[Point annotation data]
::::::

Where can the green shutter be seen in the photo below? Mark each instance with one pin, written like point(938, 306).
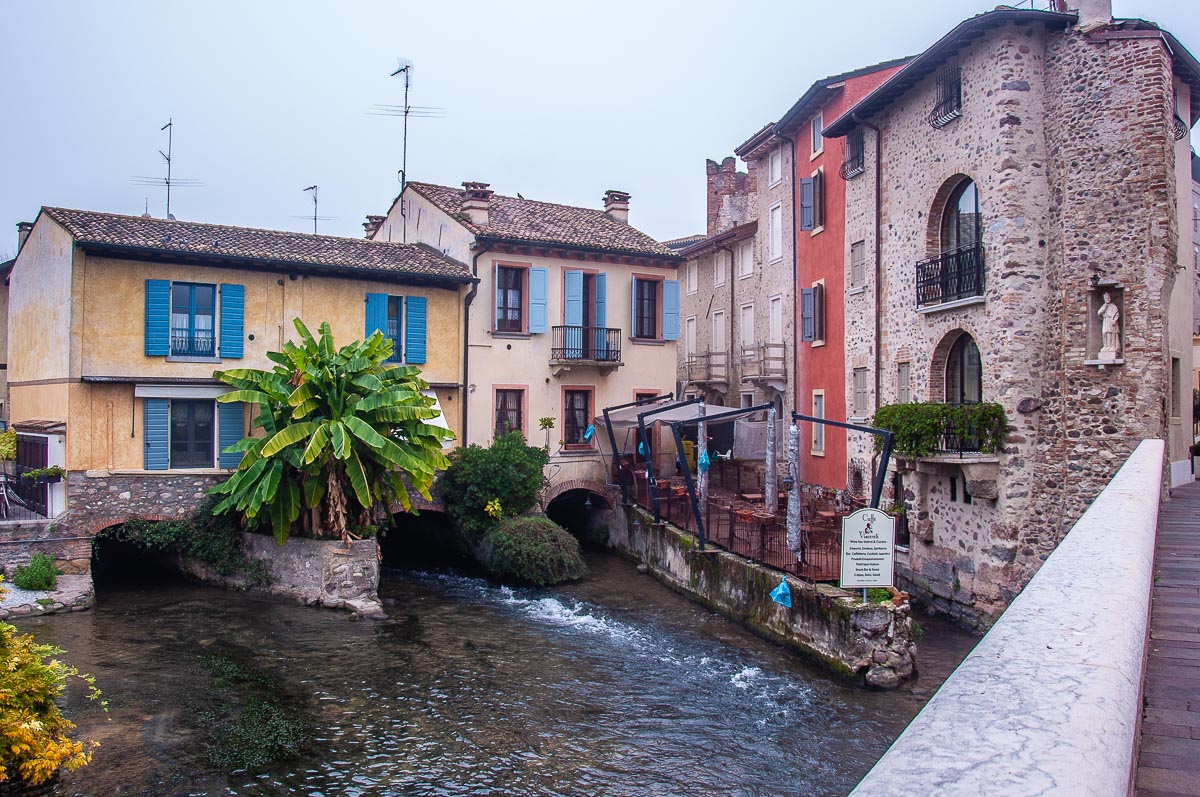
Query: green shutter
point(157, 318)
point(156, 431)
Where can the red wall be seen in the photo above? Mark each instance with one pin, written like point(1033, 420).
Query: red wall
point(825, 257)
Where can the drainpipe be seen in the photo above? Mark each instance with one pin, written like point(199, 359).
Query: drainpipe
point(879, 250)
point(466, 336)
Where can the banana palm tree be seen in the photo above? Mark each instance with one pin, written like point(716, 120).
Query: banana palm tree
point(345, 435)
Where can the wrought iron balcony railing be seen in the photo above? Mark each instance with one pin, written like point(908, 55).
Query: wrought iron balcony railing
point(951, 276)
point(184, 343)
point(586, 345)
point(708, 367)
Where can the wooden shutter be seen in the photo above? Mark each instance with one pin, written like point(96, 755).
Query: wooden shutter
point(157, 331)
point(538, 286)
point(233, 307)
point(414, 330)
point(229, 431)
point(156, 433)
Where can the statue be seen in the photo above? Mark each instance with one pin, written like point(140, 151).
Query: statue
point(1110, 330)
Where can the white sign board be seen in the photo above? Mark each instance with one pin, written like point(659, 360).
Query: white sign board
point(868, 549)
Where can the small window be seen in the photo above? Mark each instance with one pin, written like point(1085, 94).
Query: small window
point(862, 394)
point(775, 231)
point(509, 299)
point(509, 411)
point(745, 256)
point(192, 312)
point(857, 264)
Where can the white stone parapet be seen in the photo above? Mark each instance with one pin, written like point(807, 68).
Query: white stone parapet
point(1048, 702)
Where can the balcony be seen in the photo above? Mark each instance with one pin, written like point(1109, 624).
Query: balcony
point(585, 346)
point(765, 363)
point(709, 369)
point(187, 343)
point(951, 276)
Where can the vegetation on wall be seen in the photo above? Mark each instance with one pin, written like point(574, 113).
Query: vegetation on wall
point(35, 739)
point(918, 429)
point(485, 485)
point(346, 433)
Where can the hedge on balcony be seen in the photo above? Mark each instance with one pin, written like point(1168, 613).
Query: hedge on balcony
point(918, 429)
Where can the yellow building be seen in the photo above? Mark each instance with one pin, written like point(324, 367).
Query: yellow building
point(117, 324)
point(575, 311)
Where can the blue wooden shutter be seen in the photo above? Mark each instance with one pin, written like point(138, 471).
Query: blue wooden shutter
point(414, 330)
point(229, 431)
point(538, 288)
point(808, 216)
point(157, 317)
point(376, 315)
point(808, 321)
point(156, 431)
point(233, 309)
point(670, 310)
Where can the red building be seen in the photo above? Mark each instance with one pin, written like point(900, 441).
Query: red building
point(827, 265)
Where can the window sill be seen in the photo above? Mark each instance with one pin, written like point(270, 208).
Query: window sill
point(951, 305)
point(173, 358)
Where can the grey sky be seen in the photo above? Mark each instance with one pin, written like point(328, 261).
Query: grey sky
point(555, 100)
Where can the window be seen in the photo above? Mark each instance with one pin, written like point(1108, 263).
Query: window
point(192, 433)
point(775, 232)
point(857, 264)
point(964, 372)
point(576, 413)
point(718, 343)
point(745, 325)
point(745, 258)
point(813, 313)
point(904, 383)
point(509, 411)
point(509, 299)
point(819, 429)
point(862, 394)
point(192, 312)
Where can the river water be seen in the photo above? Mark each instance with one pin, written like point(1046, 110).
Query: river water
point(611, 685)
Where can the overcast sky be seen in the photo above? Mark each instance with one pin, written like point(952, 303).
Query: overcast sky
point(555, 100)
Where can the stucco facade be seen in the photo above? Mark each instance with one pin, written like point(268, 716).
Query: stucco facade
point(1067, 138)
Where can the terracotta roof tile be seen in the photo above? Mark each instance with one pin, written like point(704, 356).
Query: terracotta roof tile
point(220, 241)
point(525, 220)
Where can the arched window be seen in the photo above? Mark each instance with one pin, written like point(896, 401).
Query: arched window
point(964, 372)
point(960, 220)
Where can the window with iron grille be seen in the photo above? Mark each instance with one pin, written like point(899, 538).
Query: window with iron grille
point(576, 405)
point(509, 299)
point(508, 411)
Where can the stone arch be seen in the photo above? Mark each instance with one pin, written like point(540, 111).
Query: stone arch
point(937, 210)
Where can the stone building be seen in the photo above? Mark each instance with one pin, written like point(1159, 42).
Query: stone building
point(1018, 171)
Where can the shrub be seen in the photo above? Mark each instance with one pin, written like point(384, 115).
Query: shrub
point(34, 733)
point(509, 472)
point(532, 550)
point(41, 573)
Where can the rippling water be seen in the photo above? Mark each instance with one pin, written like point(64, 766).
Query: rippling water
point(612, 685)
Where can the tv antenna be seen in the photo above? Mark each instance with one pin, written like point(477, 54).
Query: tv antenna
point(181, 183)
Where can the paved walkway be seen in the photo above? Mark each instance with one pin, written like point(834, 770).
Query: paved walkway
point(1169, 762)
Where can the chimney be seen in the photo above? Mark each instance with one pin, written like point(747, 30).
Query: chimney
point(23, 229)
point(616, 205)
point(475, 202)
point(372, 225)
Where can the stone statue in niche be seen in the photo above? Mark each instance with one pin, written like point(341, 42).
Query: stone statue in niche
point(1110, 328)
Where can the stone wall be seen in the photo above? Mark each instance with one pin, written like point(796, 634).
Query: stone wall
point(870, 643)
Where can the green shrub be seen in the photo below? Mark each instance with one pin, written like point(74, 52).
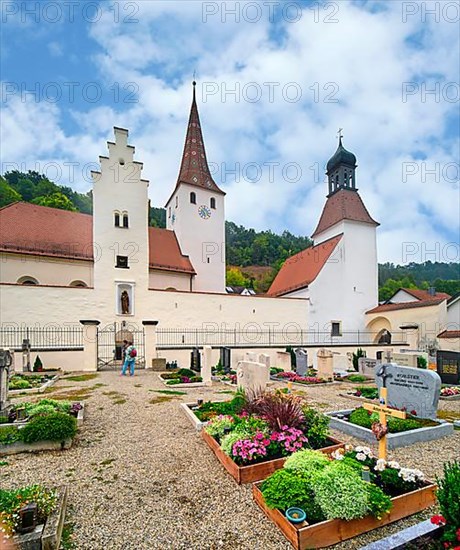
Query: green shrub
point(9, 435)
point(361, 417)
point(38, 365)
point(186, 372)
point(53, 427)
point(340, 492)
point(379, 503)
point(307, 462)
point(286, 488)
point(448, 495)
point(317, 427)
point(356, 378)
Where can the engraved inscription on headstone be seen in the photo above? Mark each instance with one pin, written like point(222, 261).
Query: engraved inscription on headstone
point(412, 389)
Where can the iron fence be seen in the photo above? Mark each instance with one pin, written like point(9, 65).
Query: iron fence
point(42, 338)
point(190, 338)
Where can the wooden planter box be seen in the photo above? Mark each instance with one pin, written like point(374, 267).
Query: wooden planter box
point(255, 472)
point(326, 533)
point(47, 536)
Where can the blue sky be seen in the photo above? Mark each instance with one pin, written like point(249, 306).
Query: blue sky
point(386, 72)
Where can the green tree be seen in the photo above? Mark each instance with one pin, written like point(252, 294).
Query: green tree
point(7, 193)
point(56, 200)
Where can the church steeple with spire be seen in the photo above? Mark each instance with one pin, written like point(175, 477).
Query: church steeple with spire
point(195, 210)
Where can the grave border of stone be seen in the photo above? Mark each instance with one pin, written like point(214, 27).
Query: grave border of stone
point(329, 532)
point(49, 537)
point(45, 445)
point(261, 470)
point(40, 389)
point(189, 385)
point(401, 439)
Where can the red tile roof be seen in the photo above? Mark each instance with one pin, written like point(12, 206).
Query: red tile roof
point(424, 294)
point(194, 168)
point(406, 305)
point(300, 270)
point(343, 205)
point(449, 334)
point(30, 229)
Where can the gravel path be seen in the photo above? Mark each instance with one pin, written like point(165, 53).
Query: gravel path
point(141, 478)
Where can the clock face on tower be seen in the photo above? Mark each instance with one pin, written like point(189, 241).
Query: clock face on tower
point(204, 212)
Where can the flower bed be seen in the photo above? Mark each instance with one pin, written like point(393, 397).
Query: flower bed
point(451, 393)
point(339, 504)
point(257, 433)
point(47, 425)
point(358, 422)
point(181, 378)
point(31, 383)
point(290, 376)
point(51, 508)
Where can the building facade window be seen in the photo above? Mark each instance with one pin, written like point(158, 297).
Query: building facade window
point(336, 328)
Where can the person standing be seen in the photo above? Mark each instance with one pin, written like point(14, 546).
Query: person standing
point(130, 359)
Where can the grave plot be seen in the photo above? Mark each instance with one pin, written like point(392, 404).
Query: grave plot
point(318, 500)
point(411, 390)
point(252, 434)
point(33, 516)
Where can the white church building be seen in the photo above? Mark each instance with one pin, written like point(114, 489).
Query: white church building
point(62, 267)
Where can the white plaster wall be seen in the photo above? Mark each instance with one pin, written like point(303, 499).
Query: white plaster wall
point(47, 271)
point(70, 361)
point(166, 279)
point(119, 187)
point(200, 239)
point(35, 304)
point(453, 315)
point(347, 286)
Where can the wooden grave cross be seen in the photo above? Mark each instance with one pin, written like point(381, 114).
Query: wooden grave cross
point(383, 410)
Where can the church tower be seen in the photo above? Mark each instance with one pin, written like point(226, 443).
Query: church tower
point(351, 276)
point(195, 211)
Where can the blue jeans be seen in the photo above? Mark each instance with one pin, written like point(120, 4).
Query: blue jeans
point(129, 363)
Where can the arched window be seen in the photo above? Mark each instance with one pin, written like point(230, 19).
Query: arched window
point(78, 284)
point(27, 280)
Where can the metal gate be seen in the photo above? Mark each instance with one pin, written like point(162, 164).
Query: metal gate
point(110, 344)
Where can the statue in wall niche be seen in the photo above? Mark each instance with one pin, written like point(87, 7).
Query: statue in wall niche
point(124, 302)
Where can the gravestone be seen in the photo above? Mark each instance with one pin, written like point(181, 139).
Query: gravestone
point(283, 360)
point(325, 364)
point(448, 367)
point(252, 376)
point(301, 361)
point(226, 359)
point(5, 367)
point(206, 371)
point(195, 360)
point(412, 389)
point(265, 360)
point(366, 366)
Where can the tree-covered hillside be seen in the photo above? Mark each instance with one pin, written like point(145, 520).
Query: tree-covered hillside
point(253, 257)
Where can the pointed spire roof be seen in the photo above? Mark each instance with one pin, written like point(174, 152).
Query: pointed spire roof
point(194, 168)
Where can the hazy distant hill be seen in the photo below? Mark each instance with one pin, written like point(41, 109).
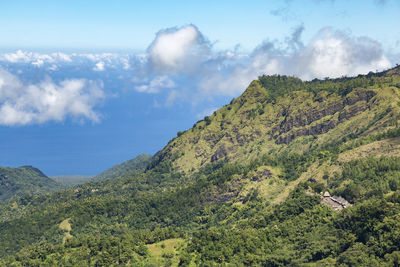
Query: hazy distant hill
point(24, 180)
point(240, 188)
point(126, 168)
point(72, 180)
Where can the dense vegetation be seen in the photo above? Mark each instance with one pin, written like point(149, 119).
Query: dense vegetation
point(24, 180)
point(136, 164)
point(72, 180)
point(240, 188)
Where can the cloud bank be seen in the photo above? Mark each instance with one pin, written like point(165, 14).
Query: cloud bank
point(179, 65)
point(22, 104)
point(185, 51)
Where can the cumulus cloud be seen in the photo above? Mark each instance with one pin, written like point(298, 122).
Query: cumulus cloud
point(335, 54)
point(178, 49)
point(156, 84)
point(22, 104)
point(99, 66)
point(181, 64)
point(330, 54)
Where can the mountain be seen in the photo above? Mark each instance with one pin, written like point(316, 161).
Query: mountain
point(126, 168)
point(24, 180)
point(72, 180)
point(291, 173)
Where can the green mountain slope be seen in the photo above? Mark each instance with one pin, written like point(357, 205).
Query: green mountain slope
point(242, 187)
point(126, 168)
point(24, 180)
point(72, 180)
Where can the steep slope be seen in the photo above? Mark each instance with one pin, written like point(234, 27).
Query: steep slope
point(24, 180)
point(278, 114)
point(242, 187)
point(72, 180)
point(126, 168)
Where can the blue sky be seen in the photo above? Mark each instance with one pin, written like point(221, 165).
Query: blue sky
point(85, 85)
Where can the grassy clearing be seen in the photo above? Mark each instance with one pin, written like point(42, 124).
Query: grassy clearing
point(66, 226)
point(165, 253)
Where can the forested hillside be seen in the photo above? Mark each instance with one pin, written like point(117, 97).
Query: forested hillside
point(242, 187)
point(24, 180)
point(126, 168)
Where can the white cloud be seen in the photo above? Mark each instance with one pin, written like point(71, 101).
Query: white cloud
point(99, 66)
point(334, 54)
point(330, 54)
point(156, 85)
point(178, 49)
point(22, 104)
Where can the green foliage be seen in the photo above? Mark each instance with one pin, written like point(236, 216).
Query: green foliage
point(126, 168)
point(24, 180)
point(217, 209)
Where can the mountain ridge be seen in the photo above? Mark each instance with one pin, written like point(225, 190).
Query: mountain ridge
point(24, 180)
point(241, 187)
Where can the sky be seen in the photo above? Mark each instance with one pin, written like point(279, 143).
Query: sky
point(85, 85)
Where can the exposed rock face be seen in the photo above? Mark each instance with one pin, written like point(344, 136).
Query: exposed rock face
point(345, 109)
point(219, 154)
point(262, 119)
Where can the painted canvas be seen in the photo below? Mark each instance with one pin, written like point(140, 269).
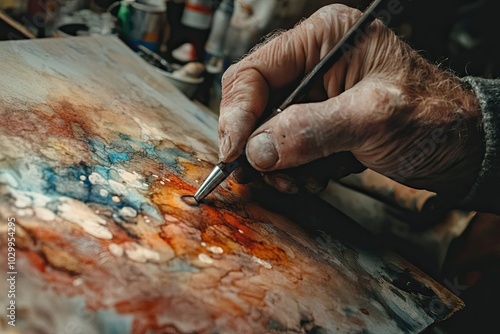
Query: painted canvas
point(97, 150)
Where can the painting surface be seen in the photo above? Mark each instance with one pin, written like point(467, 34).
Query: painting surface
point(96, 152)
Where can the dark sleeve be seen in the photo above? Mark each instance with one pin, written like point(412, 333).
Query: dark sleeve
point(485, 194)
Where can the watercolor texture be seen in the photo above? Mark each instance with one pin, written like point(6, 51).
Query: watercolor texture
point(96, 150)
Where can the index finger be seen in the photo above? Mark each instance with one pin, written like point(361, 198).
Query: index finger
point(274, 65)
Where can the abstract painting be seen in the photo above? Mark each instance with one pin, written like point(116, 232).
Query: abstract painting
point(97, 150)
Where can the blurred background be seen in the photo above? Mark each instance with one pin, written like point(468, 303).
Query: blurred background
point(459, 34)
point(192, 42)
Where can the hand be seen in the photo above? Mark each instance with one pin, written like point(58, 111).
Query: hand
point(382, 104)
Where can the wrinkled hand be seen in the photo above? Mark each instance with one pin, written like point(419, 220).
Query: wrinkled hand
point(381, 105)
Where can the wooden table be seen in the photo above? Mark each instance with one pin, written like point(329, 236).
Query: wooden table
point(96, 150)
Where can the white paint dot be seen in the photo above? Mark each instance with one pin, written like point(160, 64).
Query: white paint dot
point(127, 211)
point(205, 258)
point(45, 214)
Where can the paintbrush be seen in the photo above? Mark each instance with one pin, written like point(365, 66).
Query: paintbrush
point(222, 170)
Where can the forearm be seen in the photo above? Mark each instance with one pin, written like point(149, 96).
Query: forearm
point(485, 194)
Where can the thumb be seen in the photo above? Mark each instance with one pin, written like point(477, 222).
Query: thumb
point(305, 132)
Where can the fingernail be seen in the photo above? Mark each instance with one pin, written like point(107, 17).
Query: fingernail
point(225, 146)
point(261, 151)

::::::

— Goal of the exercise —
Copy the data word for word, beginning at the very first line and going on through the line with "point(825, 257)". Leave the pictures out of your copy.

— In response —
Where can the green shutter be seen in the photo below? Mark each instance with one pin, written like point(938, 306).
Query: green shutter
point(157, 318)
point(156, 431)
Where can the red wall be seen in the photo above? Mark each instance with one pin, written like point(1033, 420).
Query: red wall
point(825, 257)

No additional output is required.